------ Available data

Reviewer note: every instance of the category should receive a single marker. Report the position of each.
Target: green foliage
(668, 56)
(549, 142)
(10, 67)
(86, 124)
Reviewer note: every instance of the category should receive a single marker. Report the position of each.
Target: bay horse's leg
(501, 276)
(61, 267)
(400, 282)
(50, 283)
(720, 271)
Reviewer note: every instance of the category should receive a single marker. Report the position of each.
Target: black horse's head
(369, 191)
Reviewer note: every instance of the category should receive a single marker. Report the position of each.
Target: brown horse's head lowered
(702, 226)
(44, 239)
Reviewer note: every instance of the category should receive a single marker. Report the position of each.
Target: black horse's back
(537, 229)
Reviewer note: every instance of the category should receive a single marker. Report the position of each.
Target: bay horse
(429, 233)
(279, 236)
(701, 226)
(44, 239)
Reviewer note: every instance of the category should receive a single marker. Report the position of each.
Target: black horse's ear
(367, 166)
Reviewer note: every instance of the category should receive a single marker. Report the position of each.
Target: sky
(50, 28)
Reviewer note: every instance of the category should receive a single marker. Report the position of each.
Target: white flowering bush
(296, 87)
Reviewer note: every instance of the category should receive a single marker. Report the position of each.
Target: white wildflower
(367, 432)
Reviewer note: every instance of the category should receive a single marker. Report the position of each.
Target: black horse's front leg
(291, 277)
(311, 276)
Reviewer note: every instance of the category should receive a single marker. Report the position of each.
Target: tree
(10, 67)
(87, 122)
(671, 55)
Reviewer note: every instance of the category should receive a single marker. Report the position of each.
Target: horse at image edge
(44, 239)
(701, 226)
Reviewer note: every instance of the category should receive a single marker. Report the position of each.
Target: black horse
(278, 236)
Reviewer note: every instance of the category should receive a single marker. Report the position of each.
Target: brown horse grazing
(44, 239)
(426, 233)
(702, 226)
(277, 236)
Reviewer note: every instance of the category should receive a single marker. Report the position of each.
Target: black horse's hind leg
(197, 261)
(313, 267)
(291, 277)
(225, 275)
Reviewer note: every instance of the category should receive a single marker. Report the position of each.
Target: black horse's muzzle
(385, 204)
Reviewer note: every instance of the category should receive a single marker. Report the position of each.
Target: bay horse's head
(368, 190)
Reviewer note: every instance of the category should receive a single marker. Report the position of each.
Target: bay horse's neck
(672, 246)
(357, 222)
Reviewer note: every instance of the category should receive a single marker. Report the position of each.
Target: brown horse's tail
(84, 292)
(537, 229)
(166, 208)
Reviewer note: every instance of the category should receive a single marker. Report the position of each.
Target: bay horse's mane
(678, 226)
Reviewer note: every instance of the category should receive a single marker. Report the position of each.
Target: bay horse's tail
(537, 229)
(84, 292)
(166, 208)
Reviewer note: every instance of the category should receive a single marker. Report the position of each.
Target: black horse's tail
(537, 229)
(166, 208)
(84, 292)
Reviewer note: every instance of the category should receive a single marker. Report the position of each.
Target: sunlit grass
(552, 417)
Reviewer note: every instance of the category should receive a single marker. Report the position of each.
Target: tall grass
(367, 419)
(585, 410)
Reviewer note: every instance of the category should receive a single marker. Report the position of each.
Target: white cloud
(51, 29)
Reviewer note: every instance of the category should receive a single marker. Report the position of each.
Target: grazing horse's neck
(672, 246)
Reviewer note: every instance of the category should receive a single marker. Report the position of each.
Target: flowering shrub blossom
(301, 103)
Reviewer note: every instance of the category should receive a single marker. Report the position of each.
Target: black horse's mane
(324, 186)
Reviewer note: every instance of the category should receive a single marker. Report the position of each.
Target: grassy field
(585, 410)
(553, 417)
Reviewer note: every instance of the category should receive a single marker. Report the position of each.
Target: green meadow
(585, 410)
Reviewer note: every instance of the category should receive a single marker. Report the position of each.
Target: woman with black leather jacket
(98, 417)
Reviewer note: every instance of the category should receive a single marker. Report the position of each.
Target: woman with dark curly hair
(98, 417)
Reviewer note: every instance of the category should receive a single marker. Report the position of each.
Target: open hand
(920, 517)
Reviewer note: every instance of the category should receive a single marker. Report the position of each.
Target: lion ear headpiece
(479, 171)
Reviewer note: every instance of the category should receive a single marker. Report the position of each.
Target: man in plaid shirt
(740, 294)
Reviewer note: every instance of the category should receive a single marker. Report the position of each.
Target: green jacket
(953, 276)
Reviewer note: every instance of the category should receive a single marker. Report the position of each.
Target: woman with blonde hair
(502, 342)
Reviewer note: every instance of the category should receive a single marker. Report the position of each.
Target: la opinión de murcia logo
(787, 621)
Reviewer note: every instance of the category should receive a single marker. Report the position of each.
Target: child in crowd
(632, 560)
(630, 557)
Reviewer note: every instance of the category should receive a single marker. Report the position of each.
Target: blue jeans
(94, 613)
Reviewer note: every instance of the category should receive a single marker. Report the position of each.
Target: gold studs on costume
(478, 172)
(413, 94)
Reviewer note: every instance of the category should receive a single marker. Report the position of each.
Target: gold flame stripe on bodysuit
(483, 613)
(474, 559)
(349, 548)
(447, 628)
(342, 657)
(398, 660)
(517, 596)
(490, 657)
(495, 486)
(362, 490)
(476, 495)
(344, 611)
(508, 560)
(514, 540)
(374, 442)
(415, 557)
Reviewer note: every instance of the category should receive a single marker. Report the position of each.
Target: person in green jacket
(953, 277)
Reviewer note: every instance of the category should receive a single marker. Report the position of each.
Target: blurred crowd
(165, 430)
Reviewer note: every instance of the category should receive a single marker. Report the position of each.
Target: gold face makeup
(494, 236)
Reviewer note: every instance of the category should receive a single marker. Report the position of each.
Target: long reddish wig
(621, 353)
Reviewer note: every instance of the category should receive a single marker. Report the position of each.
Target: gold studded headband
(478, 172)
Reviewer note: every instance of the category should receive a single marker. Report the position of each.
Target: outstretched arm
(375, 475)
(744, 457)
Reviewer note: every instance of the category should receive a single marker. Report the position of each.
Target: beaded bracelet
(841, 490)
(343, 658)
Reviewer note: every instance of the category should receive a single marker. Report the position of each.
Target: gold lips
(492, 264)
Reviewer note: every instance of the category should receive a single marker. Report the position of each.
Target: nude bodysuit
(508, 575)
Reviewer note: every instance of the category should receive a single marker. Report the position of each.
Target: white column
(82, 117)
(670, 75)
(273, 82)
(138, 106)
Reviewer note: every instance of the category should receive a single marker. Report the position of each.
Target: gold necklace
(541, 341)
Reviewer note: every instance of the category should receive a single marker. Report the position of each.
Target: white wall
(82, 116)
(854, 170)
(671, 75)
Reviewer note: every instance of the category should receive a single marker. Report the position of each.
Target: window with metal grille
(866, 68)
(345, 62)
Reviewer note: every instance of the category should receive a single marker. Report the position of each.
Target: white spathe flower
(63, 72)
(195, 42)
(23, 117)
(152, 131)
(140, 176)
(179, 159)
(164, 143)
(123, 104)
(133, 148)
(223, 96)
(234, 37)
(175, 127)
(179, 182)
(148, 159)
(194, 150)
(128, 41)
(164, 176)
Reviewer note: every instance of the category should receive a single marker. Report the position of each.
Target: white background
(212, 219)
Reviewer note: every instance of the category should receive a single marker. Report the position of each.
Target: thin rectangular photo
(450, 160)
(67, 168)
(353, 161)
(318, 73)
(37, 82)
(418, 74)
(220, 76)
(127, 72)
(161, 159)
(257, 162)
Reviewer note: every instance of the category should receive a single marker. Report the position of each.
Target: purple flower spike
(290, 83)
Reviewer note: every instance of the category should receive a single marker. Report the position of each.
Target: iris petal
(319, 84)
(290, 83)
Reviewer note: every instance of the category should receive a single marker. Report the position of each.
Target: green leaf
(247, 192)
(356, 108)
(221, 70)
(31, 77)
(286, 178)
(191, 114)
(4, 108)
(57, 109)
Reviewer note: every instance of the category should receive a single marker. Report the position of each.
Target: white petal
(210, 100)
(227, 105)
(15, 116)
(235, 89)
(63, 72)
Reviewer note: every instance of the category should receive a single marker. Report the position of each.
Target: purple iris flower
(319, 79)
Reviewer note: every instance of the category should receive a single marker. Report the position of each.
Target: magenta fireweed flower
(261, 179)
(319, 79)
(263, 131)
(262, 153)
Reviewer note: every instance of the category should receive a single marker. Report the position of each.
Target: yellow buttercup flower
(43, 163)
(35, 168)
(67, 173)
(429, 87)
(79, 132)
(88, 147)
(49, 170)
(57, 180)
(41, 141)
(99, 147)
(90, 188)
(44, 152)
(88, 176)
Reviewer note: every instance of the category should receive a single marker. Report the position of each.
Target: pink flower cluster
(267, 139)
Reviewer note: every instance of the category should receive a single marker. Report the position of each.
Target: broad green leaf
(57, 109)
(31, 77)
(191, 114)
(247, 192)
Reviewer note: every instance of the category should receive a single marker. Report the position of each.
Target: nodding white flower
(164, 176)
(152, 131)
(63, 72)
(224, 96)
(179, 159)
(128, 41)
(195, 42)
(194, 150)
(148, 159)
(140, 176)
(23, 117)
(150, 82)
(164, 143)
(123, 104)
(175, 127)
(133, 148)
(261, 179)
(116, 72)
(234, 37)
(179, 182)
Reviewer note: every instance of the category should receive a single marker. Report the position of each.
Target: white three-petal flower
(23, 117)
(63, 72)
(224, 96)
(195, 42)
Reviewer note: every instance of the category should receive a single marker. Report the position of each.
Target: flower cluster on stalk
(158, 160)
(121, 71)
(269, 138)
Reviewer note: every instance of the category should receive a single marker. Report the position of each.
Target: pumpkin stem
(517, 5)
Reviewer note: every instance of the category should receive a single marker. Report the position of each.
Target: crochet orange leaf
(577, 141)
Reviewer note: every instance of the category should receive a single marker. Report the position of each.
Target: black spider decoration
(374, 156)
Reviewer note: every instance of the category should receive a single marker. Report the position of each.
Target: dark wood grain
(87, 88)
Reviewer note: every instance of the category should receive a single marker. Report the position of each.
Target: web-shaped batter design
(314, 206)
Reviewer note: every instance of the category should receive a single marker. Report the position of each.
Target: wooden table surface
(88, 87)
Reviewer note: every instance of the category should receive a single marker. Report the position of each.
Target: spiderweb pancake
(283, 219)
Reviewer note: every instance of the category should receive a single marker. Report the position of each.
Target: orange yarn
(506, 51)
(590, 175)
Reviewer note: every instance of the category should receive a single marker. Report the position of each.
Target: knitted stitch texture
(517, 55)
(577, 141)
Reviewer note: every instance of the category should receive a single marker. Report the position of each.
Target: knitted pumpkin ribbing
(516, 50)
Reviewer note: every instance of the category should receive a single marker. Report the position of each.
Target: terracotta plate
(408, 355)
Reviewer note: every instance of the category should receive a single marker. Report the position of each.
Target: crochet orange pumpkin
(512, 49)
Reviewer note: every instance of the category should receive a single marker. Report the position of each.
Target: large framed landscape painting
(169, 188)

------------

> Task directions: Beginning at the line where "Target: wooden table surface" appears, extract each line through the end of the data above; keep them exact and include nothing else.

> Answer box:
Target: wooden table surface
(88, 87)
Reviewer note: every instance of the category should receive a single marker. Report the position of each.
Target: spiderweb pancake
(283, 219)
Reviewer note: every instance of the category should receive a single marker. Report the position of each.
Target: orange yarn
(506, 51)
(590, 175)
Reviewer note: every instance of the category should receive a single marker. Report the position of each.
Target: knitted stitch texture
(517, 55)
(577, 141)
Reviewer note: every instance of the category should receive a single marker. Report the position of each.
Target: knitted pumpkin ribbing
(516, 50)
Reviewer note: every instance of the category should receive a single marker. Report the position of each.
Target: terracotta plate
(408, 355)
Reviewer note: every instance of the category should receive a single marker. Report the position of each.
Target: crochet orange pumpkin
(512, 49)
Reviewer note: every instance of the category should receive a single marker. Report the position of each.
Target: large framed landscape painting
(169, 188)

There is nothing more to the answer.